* TEXTE DE PAGE
Il est vrai, sans doute, que ces sujets sont abordés plus ouvertement dans les milieux intellectuels, mais cela n'est pas nécessairement le signe d'une plus grande tolérance. C'est même parfois l'indice du contraire. Il y a dix ou quinze ans, à l'époque où je fréquentais le milieu bourgeois, je me souviens qu'il était rare qu'une soirée se passe sans que l'on aborde la question de l'homosexualité et de la pédérastie - en général, on n'attendait même pas le dessert. Mais ceux-là même qui abordaient franchement ces questions n'auraient vraisemblablement jamais admis la pédérastie de leurs fils.

Quant à prescrire l'orientation que doit prendre un discours rationnel sur le sexe, je préfère ne pas légiférer dans ce domaine. Pour une raison : l'expression « discours intellectuel sur le sexe » est trop vague. On entend certains sociologues, sexologues, psychiatres, médecins et moralistes tenir des propos très stupides -tout comme d'autres membres de ces mêmes professions tiennent des propos très intelligents. La question, à mon avis, n'est donc pas celle d'un discours intellectuel sur le sexe, mais d'un discours stupide et d'un discours intelligent.

- Et j'ai cru comprendre que vous aviez, depuis peu, découvert un certain nombre d'ouvrages qui progressent dans la bonne direction ?

- Davantage, il est vrai, que je n'avais de raison de l'imaginer il y a quelques années. Mais, dans l'ensemble, la situation est toujours moins qu'encourageante.

* Enregistrements de données
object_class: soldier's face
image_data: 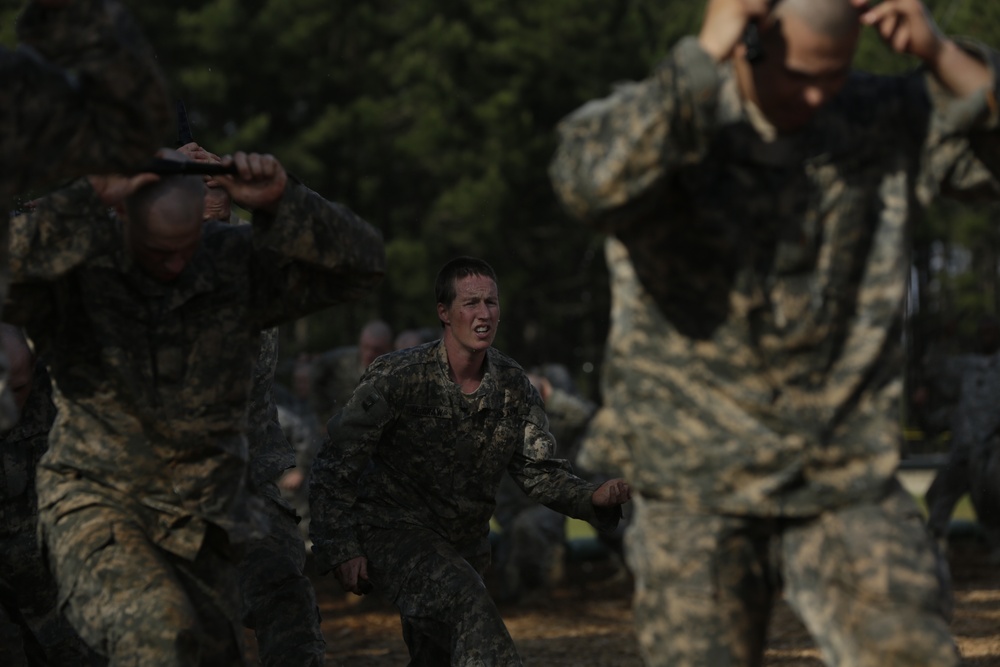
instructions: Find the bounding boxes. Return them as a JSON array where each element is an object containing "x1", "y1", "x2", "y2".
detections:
[
  {"x1": 438, "y1": 276, "x2": 500, "y2": 352},
  {"x1": 739, "y1": 15, "x2": 858, "y2": 132},
  {"x1": 127, "y1": 208, "x2": 202, "y2": 282}
]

* SÉRIE DE TÂCHES
**1)** Quelle expression l'extrait juge-t-il trop vague ?
**2)** Reproduisez fidèlement le passage de l'extrait qui va de « - Et j'ai cru » jusqu'à « toujours moins qu'encourageante. » inclus.
Veuillez vous fonder exclusivement sur l'extrait.

* TÂCHES RÉSOLUES
**1)** L'expression « discours intellectuel sur le sexe ».

**2)**
- Et j'ai cru comprendre que vous aviez, depuis peu, découvert un certain nombre d'ouvrages qui progressent dans la bonne direction ?

- Davantage, il est vrai, que je n'avais de raison de l'imaginer il y a quelques années. Mais, dans l'ensemble, la situation est toujours moins qu'encourageante.